GIVEN TASK 1 -> Reproduce the records below exactly, limited to the stretch from the line containing "[mark] player's raised" through the line containing "(1073, 296)".

Clearly an exaggerated claim. The issue there seems partly due to mediawiki itself allowing the creation of an intertwiki redirect. This is clearly invalid otherwise anyone viewing that page would automatically be moved to de:wiki. Cirrus seems to depend on valid redirects to store search data.
Removing the invalid redirect will likely fix the problem. Although the issue needs to be fixed in cirrus as well. 197.218.92.155 (talk) 19:48, 9 June 2018 (UTC)Reply
The discussion above is closed. Please do not modify it. No further edits should be made to this discussion.
[edit]
I am having a hard time loading index dumps using instructions from the elastic blog Looks like others are too [1] [2] [3]
I am trying to do something very basic - load wikiquotes/wikivoyage index and run simple elastic search queries. There are a lot of docs saying a lot of different things but looks like I just need clarity on 3 pieces of info
[1] Version of elasticsearch to use? I was trying things out with 6.3 and I can't figure out what version is being used by wikipedia or where to find the version number.
[2] Do I need to add plugins after elasticsearch is installed (I am on ubuntu 16.04) some docs say analysis-icu and others point at https://github.com/wikimedia/search-extra I cant figure out what these plugins are doing so not sure if they are the source of my errors
[3] Creating the index initially needs a mapping and setting file which seem to be very different for elastic 2,5,6. I tried using these Mapping & Setting but it looks like they are of a much older version. Is there a place where I can find the current files and just drag and drop them into my basic single node no replication setup?

GIVEN TASK 2 -> From the forum thread above, repeat word for word the stretch from "Removing the invalid" through "the version number.".

GIVEN RECORDS ->
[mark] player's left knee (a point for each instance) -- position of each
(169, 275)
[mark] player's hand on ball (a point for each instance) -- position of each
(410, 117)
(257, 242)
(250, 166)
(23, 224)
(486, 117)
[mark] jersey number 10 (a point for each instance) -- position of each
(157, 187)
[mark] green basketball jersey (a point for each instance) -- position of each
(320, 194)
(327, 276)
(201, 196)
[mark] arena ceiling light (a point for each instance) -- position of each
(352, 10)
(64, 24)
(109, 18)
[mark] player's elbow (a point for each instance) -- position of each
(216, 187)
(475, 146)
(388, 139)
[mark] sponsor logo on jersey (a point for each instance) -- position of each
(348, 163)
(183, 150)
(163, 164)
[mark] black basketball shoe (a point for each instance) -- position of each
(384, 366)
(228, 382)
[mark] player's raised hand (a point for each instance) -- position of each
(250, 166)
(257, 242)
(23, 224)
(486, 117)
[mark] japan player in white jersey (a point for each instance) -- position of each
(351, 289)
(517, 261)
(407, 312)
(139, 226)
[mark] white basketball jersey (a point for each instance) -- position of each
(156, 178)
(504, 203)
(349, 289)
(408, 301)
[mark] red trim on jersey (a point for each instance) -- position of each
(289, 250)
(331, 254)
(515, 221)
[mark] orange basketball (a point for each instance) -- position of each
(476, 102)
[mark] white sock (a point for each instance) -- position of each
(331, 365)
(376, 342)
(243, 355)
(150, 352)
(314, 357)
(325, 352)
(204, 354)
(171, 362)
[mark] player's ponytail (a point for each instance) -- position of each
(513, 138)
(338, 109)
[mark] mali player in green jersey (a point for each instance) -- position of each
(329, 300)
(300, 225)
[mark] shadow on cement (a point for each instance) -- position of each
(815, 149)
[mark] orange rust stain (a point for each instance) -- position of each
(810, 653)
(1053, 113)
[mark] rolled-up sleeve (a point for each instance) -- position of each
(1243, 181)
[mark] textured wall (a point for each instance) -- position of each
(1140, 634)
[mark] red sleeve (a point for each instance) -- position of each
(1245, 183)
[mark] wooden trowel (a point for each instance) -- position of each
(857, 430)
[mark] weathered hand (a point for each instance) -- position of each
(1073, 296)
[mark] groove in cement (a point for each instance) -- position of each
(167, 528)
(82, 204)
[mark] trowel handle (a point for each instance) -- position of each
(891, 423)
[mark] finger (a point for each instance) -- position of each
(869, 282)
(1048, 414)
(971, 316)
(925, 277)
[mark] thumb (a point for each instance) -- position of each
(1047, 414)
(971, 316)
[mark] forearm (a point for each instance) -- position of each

EXERCISE RESULT 1 ->
[mark] player's raised hand (a point for each instance) -- position of each
(250, 166)
(257, 242)
(23, 224)
(486, 117)
[mark] japan player in white jersey (a point for each instance) -- position of each
(351, 289)
(517, 261)
(407, 312)
(139, 226)
[mark] white basketball jersey (a point for each instance) -- position of each
(156, 178)
(504, 203)
(349, 289)
(408, 301)
[mark] red trim on jersey (a point for each instance) -- position of each
(289, 250)
(331, 254)
(515, 221)
[mark] orange basketball (a point for each instance) -- position of each
(476, 102)
[mark] white sock (a point for each instance) -- position of each
(331, 365)
(376, 342)
(243, 355)
(150, 352)
(314, 357)
(325, 352)
(204, 354)
(171, 362)
[mark] player's ponytail (a point for each instance) -- position of each
(513, 138)
(338, 109)
[mark] mali player in green jersey (a point for each instance) -- position of each
(329, 300)
(300, 225)
[mark] shadow on cement (a point for each instance) -- position of each
(815, 149)
[mark] orange rust stain (a point for each instance) -- position of each
(810, 653)
(1053, 113)
[mark] rolled-up sleeve (a point for each instance) -- position of each
(1243, 181)
[mark] textured wall (a point for each instance) -- position of each
(1140, 634)
[mark] red sleeve (a point for each instance) -- position of each
(1245, 183)
[mark] wooden trowel (a point for each instance) -- position of each
(857, 430)
[mark] weathered hand (a point for each instance) -- position of each
(1073, 296)

EXERCISE RESULT 2 ->
Removing the invalid redirect will likely fix the problem. Although the issue needs to be fixed in cirrus as well. 197.218.92.155 (talk) 19:48, 9 June 2018 (UTC)Reply
The discussion above is closed. Please do not modify it. No further edits should be made to this discussion.
[edit]
I am having a hard time loading index dumps using instructions from the elastic blog Looks like others are too [1] [2] [3]
I am trying to do something very basic - load wikiquotes/wikivoyage index and run simple elastic search queries. There are a lot of docs saying a lot of different things but looks like I just need clarity on 3 pieces of info
[1] Version of elasticsearch to use? I was trying things out with 6.3 and I can't figure out what version is being used by wikipedia or where to find the version number.